Collect every line of the records below that contains the word "orange", matching case exactly.

## Start DATA PROVIDED

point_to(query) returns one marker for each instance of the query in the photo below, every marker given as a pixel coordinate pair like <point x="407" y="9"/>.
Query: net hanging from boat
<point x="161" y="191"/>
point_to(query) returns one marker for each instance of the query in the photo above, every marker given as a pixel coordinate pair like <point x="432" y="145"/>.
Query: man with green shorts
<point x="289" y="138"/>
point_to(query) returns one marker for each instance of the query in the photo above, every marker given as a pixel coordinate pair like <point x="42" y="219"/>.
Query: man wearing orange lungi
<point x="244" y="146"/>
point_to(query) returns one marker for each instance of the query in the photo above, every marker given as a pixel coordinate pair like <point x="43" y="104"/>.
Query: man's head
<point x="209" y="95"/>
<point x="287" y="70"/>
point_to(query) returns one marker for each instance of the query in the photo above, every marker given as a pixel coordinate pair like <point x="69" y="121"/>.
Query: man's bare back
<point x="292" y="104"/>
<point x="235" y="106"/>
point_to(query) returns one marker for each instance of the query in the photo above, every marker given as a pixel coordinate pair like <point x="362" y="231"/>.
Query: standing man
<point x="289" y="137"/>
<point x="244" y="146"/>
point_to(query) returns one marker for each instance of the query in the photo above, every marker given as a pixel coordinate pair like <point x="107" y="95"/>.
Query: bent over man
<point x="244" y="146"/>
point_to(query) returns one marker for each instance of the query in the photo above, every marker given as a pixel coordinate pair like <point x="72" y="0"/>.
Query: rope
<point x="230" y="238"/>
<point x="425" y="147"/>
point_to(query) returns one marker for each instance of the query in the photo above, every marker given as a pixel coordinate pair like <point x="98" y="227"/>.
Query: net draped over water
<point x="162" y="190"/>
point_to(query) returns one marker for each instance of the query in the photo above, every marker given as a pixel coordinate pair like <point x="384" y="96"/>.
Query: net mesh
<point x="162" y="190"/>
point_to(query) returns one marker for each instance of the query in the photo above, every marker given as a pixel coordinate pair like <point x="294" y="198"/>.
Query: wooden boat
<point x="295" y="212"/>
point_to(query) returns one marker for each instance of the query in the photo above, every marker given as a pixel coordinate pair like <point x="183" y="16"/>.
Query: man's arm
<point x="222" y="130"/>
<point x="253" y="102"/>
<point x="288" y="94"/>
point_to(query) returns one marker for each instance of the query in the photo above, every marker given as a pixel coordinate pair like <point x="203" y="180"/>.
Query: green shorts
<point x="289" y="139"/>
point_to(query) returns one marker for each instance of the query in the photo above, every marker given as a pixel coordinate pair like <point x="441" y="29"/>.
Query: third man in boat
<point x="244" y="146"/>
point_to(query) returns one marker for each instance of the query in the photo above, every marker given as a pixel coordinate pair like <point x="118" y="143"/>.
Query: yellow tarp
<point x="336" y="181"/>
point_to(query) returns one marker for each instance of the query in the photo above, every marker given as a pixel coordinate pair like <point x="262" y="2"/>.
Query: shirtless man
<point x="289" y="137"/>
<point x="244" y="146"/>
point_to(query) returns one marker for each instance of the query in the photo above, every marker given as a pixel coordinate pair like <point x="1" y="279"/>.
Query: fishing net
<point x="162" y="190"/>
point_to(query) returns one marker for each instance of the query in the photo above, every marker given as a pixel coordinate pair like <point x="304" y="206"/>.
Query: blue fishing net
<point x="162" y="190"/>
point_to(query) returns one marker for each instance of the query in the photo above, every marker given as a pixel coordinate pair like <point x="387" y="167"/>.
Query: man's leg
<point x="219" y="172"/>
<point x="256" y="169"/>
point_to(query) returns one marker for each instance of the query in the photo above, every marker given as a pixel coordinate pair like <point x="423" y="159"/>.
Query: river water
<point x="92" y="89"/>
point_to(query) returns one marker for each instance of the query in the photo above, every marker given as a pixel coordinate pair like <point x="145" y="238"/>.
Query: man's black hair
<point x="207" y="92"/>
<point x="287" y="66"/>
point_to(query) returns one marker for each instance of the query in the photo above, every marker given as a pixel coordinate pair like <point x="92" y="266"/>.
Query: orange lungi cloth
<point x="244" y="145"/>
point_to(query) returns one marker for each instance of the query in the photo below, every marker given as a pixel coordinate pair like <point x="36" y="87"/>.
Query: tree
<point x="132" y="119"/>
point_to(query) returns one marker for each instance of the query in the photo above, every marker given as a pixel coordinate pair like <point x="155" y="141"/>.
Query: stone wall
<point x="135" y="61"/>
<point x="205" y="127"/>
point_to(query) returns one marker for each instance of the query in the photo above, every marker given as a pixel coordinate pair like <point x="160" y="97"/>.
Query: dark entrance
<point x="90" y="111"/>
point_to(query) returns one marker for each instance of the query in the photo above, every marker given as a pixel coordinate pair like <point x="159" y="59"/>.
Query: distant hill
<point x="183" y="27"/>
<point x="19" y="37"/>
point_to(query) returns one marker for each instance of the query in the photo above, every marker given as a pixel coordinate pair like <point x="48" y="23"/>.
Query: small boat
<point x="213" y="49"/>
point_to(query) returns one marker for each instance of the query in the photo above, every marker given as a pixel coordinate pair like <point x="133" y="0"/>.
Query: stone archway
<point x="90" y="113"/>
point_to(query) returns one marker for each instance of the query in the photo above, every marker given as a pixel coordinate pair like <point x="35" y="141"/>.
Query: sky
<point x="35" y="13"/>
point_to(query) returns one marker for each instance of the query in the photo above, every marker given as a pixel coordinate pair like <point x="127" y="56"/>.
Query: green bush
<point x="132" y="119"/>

## End DATA PROVIDED

■ REPLY
Query: man wearing orange lungi
Query: orange lungi cloth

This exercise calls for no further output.